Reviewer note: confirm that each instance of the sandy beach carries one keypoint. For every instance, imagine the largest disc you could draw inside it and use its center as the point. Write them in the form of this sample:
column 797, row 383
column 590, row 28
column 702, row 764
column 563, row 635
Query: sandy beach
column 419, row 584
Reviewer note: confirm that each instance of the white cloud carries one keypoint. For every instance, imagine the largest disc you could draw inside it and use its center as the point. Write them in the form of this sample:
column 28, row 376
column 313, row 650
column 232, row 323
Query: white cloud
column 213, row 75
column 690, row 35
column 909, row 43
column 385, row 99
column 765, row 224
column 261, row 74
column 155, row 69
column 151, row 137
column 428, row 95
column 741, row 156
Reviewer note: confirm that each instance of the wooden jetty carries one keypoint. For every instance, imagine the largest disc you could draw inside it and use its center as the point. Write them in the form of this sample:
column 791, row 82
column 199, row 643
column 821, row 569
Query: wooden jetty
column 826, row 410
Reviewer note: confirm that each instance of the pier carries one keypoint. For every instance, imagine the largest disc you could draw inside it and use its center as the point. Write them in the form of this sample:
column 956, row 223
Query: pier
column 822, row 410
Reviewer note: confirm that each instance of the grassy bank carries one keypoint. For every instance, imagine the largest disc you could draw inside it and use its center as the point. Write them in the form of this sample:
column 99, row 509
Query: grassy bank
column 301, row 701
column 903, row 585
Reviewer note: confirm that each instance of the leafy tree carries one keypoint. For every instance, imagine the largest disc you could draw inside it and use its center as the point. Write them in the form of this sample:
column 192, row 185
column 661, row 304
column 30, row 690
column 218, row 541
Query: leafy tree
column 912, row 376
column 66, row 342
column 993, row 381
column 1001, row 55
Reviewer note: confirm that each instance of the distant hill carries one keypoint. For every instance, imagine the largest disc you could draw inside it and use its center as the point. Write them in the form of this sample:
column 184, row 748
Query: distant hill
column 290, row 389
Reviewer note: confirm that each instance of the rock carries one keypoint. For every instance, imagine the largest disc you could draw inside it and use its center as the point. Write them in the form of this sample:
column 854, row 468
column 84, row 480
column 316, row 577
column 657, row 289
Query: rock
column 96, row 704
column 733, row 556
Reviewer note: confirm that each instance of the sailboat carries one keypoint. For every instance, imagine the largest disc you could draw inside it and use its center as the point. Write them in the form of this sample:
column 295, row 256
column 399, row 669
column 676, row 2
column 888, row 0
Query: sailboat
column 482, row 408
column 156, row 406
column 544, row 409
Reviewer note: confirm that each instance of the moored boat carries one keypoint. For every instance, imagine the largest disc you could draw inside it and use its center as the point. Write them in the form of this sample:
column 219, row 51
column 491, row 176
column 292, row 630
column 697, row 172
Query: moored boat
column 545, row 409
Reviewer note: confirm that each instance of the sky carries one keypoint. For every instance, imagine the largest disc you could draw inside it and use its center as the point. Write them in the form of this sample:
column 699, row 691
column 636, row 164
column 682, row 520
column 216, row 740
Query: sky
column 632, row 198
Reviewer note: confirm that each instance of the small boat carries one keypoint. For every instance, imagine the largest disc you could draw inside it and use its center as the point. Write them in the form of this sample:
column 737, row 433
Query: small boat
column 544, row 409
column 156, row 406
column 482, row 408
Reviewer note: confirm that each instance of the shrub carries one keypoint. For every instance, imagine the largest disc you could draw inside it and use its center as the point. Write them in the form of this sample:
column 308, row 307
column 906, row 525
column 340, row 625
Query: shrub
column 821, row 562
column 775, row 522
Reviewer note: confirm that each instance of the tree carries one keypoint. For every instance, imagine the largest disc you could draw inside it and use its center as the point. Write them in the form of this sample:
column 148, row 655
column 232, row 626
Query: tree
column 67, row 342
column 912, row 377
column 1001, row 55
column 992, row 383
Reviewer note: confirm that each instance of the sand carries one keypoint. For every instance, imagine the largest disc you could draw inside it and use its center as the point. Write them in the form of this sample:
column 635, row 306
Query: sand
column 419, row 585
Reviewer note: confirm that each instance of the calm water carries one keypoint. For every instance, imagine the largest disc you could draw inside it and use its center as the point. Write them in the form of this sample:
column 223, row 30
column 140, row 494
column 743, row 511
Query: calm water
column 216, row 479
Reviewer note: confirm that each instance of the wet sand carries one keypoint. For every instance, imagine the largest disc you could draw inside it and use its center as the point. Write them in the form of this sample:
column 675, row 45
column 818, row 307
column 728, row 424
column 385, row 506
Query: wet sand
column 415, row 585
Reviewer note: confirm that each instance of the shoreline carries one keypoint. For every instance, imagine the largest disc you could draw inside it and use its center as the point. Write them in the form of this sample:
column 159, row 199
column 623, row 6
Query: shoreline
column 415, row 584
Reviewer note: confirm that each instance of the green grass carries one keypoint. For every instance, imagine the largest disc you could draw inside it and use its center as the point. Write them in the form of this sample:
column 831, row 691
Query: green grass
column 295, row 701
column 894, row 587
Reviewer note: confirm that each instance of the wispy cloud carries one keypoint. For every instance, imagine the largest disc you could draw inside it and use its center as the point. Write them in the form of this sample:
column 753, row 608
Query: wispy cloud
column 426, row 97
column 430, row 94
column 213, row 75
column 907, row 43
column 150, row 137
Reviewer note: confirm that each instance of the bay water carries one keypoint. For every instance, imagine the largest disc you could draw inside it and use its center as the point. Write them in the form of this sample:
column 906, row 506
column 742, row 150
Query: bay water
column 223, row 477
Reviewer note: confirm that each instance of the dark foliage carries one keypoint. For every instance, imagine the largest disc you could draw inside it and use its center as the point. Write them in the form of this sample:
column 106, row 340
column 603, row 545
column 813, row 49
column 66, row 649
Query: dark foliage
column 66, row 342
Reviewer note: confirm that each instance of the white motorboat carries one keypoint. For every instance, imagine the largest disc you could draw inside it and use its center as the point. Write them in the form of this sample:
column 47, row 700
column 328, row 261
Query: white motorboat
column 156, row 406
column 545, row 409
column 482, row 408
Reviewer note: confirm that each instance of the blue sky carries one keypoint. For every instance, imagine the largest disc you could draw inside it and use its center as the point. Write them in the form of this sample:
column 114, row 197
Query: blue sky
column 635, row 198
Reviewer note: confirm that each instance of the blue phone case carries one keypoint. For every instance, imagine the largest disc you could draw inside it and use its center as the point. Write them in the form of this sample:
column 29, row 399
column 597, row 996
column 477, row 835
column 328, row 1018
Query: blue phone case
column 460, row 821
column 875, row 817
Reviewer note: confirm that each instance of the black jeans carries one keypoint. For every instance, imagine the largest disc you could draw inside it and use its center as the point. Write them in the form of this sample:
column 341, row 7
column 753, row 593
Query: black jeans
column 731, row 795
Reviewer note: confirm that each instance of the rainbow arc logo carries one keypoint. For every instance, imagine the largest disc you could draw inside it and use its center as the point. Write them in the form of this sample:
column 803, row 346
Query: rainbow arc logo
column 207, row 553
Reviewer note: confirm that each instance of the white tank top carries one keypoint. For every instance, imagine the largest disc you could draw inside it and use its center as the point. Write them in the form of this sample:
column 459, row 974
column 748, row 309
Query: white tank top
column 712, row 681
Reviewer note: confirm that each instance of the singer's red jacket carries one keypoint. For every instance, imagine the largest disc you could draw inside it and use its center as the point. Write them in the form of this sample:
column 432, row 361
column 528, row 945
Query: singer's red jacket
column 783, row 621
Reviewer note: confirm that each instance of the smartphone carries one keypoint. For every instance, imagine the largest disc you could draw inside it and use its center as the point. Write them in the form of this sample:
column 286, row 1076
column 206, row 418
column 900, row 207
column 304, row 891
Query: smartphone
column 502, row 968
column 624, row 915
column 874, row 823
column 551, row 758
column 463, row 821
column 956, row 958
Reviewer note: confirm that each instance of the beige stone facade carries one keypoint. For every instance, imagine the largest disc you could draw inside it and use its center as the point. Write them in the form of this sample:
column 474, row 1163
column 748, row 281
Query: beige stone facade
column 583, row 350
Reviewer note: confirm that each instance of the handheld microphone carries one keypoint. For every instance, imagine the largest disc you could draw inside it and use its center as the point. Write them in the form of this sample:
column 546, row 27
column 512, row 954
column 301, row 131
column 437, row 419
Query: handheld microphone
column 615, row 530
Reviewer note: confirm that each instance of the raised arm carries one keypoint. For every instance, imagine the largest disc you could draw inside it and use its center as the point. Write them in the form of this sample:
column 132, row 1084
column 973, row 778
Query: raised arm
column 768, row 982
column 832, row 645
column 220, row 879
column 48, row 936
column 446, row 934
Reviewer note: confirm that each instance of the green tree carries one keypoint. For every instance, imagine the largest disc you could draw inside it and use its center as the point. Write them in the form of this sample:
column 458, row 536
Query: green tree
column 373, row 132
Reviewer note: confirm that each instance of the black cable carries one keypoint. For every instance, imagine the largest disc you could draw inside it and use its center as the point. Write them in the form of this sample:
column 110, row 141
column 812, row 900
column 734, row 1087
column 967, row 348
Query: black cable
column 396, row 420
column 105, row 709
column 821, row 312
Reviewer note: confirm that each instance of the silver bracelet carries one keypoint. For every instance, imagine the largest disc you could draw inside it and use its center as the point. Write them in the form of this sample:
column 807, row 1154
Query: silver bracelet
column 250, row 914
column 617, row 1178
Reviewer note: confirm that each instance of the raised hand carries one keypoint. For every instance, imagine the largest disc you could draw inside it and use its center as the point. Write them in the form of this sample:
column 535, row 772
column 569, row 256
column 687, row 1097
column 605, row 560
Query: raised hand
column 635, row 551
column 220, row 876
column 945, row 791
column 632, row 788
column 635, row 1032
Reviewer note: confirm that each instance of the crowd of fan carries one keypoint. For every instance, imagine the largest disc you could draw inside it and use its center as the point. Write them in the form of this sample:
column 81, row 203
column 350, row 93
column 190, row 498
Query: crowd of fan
****************************************
Exercise requirements —
Copy the rows from the line with "Reviewer note: confirm that each instance of the crowd" through the end of the rows, changing "disc" to "circle" and leaving everything else the same.

Output below —
Reviewer note: confirm that each instance of the crowd of fan carries one keypoint. For every instance, imagine the largest circle you could draw inside it and use its center as the point. Write them in the form of this sample:
column 81, row 203
column 350, row 93
column 190, row 498
Query: crowd of fan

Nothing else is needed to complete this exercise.